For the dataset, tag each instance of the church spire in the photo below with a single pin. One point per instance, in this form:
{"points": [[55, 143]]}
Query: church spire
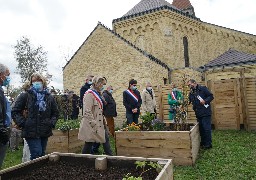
{"points": [[185, 6]]}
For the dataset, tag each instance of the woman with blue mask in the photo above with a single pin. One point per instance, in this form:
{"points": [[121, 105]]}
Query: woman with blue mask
{"points": [[42, 115], [132, 102]]}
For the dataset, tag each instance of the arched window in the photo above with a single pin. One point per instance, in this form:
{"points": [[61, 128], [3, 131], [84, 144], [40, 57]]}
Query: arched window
{"points": [[186, 56]]}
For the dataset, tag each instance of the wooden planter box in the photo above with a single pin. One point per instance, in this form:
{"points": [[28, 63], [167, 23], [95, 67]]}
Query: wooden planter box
{"points": [[181, 146], [64, 141], [99, 162]]}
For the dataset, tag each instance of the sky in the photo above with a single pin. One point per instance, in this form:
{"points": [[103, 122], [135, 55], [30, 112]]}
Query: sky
{"points": [[61, 26]]}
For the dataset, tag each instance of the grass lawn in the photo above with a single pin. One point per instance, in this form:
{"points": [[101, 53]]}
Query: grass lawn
{"points": [[233, 156]]}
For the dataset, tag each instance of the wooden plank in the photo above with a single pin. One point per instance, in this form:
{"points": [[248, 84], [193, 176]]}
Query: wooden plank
{"points": [[180, 135], [148, 143]]}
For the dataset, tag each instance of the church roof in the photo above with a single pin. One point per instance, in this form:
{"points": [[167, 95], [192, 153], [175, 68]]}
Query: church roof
{"points": [[232, 57], [181, 4], [145, 5], [149, 6]]}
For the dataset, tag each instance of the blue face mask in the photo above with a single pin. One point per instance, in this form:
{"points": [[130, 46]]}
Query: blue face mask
{"points": [[38, 86], [7, 81], [134, 88], [103, 87]]}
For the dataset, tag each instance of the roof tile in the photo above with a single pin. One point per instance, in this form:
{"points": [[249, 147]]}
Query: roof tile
{"points": [[232, 56], [145, 5]]}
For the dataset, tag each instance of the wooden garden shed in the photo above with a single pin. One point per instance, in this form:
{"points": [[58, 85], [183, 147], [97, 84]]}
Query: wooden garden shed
{"points": [[232, 79]]}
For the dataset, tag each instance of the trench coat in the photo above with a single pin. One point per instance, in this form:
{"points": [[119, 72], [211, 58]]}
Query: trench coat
{"points": [[148, 103], [92, 125]]}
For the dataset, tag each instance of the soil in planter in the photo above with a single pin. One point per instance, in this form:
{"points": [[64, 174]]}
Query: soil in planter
{"points": [[170, 127], [67, 170]]}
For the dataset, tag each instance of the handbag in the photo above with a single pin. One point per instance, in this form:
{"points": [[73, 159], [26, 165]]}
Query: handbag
{"points": [[172, 110]]}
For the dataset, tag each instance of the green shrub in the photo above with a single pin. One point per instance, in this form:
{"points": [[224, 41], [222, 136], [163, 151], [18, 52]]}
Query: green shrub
{"points": [[67, 125]]}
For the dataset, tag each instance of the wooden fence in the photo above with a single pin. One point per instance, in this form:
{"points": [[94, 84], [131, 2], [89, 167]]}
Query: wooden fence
{"points": [[234, 103]]}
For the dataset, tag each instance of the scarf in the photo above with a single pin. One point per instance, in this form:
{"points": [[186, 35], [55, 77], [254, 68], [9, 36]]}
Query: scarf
{"points": [[40, 102]]}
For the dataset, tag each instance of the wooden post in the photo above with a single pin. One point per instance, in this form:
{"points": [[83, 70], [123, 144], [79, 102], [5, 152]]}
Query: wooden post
{"points": [[161, 116]]}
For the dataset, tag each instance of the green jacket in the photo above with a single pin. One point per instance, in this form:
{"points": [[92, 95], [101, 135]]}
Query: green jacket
{"points": [[172, 101]]}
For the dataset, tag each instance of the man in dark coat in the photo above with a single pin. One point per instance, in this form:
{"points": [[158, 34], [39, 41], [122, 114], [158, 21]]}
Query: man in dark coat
{"points": [[84, 88], [109, 110], [201, 97], [42, 115], [132, 102], [5, 113], [75, 105]]}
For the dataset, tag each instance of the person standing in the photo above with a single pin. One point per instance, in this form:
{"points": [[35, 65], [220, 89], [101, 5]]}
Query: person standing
{"points": [[42, 115], [75, 105], [132, 102], [148, 99], [174, 98], [109, 110], [93, 126], [5, 113], [200, 97], [84, 88]]}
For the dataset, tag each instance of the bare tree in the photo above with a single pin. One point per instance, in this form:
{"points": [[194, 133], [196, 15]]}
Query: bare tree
{"points": [[30, 59]]}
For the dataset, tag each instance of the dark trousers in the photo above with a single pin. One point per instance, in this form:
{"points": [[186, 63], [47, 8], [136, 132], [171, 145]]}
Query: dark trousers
{"points": [[132, 117], [205, 130], [88, 146], [37, 146], [3, 149]]}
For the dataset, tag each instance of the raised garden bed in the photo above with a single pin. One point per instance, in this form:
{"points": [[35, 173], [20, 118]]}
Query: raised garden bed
{"points": [[181, 146], [59, 166], [64, 141]]}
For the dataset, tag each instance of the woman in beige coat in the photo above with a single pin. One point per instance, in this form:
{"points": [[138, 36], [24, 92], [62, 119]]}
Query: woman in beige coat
{"points": [[148, 99], [93, 127]]}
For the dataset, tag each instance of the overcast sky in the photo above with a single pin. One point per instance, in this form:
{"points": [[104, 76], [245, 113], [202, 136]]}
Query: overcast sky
{"points": [[61, 26]]}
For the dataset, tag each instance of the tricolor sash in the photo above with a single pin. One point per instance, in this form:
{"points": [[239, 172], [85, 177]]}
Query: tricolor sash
{"points": [[173, 96], [132, 95], [96, 96]]}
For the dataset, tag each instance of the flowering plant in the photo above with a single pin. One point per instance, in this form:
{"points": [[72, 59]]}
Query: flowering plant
{"points": [[132, 127]]}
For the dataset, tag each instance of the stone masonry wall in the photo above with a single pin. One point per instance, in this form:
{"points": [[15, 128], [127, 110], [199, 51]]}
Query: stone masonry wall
{"points": [[105, 54], [161, 34]]}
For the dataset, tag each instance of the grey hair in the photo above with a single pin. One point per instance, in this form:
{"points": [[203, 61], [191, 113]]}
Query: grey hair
{"points": [[3, 68], [97, 80], [192, 81]]}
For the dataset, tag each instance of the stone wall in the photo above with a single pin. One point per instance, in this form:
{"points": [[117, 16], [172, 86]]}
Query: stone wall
{"points": [[161, 34], [103, 53]]}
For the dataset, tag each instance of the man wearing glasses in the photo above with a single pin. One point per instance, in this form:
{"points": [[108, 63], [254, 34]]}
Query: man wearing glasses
{"points": [[132, 102], [201, 97]]}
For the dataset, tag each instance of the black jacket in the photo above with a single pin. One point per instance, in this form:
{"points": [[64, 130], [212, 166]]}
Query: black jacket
{"points": [[2, 108], [130, 103], [201, 110], [110, 108], [36, 124], [83, 89]]}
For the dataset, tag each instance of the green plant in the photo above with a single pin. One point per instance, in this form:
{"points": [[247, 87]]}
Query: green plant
{"points": [[142, 165], [65, 125], [147, 120], [132, 127]]}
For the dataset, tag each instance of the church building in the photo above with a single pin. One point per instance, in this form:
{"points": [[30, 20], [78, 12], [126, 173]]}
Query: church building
{"points": [[158, 41]]}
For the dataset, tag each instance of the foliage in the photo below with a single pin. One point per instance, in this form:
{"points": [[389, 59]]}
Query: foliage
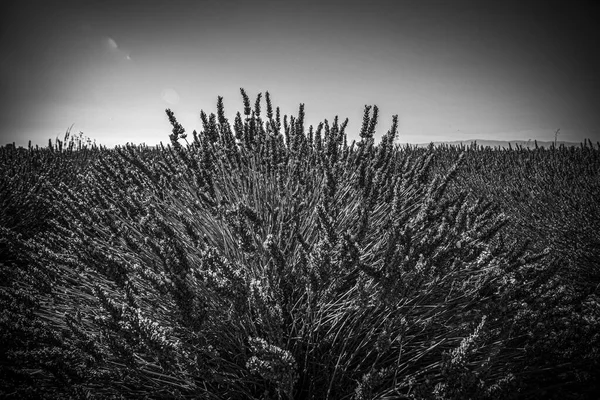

● What to produce
Nothing but the lines holding the word "below" should be returned from the listing above.

● Completed exercise
For the dataset, tag each instance of the church spire in the photo below with a single pin. One point per instance, in this form:
For the dataset, tag each instance of the foliage in the photo below with a single pin. One point per instance, in this form:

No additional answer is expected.